Location labeling records:
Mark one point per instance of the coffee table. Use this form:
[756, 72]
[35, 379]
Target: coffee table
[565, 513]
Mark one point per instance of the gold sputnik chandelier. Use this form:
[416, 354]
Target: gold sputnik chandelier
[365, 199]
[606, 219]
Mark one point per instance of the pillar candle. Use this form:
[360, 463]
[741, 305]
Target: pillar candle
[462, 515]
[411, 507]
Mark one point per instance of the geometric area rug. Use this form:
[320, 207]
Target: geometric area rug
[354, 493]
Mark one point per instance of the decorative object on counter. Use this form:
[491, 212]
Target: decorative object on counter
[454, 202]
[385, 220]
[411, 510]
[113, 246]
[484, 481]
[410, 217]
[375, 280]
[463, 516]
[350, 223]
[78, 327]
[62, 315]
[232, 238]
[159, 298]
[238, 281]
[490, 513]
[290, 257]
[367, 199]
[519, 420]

Do this: Quote the data in full, keeping each word unchanged.

Full response:
Mark one point per instance of the coffee table. Use this form:
[756, 72]
[35, 379]
Target: coffee table
[565, 513]
Mark one point per instance of the gold sputnik chandelier. Use this form:
[416, 354]
Target: gold sputnik chandelier
[365, 199]
[606, 219]
Mark one point per instance of the pillar candle. Use this form:
[360, 463]
[741, 305]
Target: pillar candle
[462, 515]
[411, 507]
Mark one point per instance of the geometric area rug. Use this form:
[320, 207]
Target: geometric area rug
[354, 493]
Mark one point per instance of the decorative object on counter. Use this form:
[491, 212]
Target: decorative object on counter
[454, 202]
[385, 220]
[411, 510]
[113, 246]
[484, 481]
[410, 217]
[375, 280]
[463, 516]
[350, 223]
[78, 327]
[62, 315]
[232, 238]
[159, 298]
[238, 281]
[490, 513]
[290, 257]
[367, 199]
[519, 420]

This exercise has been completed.